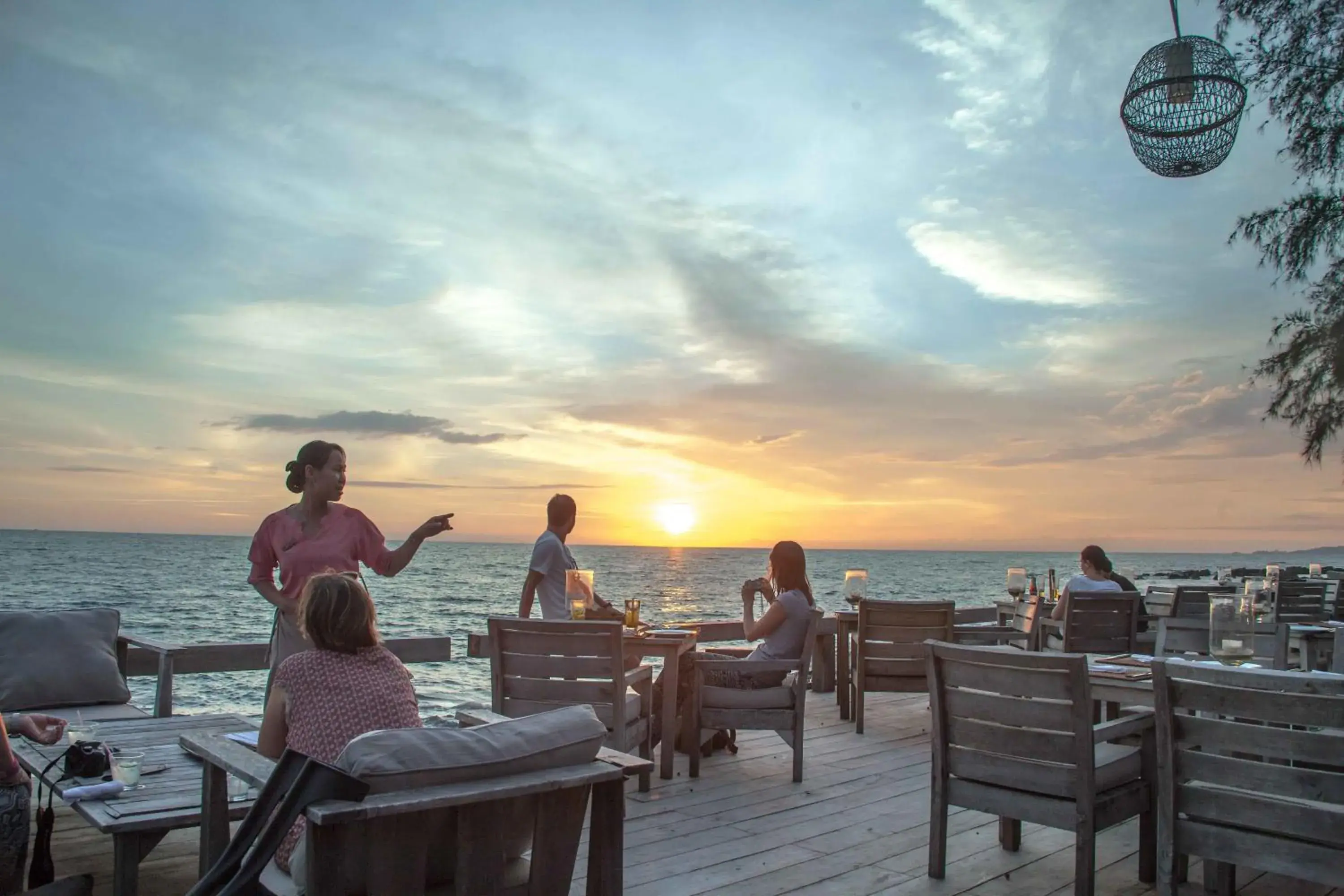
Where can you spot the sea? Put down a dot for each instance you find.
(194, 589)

...

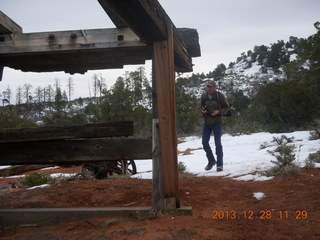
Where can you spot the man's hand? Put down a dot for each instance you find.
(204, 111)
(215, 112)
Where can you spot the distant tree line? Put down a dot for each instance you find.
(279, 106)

* * *

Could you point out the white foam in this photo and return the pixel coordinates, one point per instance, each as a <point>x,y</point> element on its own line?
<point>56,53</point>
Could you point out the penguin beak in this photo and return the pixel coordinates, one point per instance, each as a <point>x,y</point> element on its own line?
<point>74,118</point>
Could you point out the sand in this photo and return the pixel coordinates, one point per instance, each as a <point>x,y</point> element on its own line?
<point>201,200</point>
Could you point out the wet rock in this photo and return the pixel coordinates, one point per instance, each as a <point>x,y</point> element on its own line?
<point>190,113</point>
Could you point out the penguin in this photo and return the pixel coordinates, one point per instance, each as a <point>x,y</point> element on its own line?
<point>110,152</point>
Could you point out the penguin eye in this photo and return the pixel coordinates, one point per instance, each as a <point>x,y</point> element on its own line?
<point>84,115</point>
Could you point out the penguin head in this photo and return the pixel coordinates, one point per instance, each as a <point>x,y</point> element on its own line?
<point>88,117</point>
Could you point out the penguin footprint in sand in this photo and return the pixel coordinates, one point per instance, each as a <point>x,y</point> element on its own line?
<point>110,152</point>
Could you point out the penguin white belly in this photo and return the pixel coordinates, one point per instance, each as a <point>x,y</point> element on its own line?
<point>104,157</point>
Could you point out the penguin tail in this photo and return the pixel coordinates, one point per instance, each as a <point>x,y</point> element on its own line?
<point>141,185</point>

- **EXERCISE DETAILS**: Reproduce the entries from the line containing "Could you point out the penguin eye" up to and including the line containing "<point>141,185</point>", swapping every "penguin" for "bird" and keeping everything else the same.

- **RESULT OF THE EXERCISE**:
Could you point out the bird eye in this photo and return the pixel coordinates, one point per instance, each as a <point>x,y</point> element on its own line?
<point>84,115</point>
Could you point out the bird head in this photo and return the pixel coordinates, one point per instance, each as a <point>x,y</point> element on its own line?
<point>88,117</point>
Could you point out the bird footprint in sand in this photo and return the pixel coordinates, one point per instance, each as a <point>x,y</point> element on its own line?
<point>110,152</point>
Could you point out the bird white belly in this photo and return the pixel coordinates, one point per instance, each as a <point>x,y</point> element on its own line?
<point>104,157</point>
Could you point out the bird tail in this photo and return the pixel coordinates, one point per instance, each as a <point>x,y</point> element on its own line?
<point>141,185</point>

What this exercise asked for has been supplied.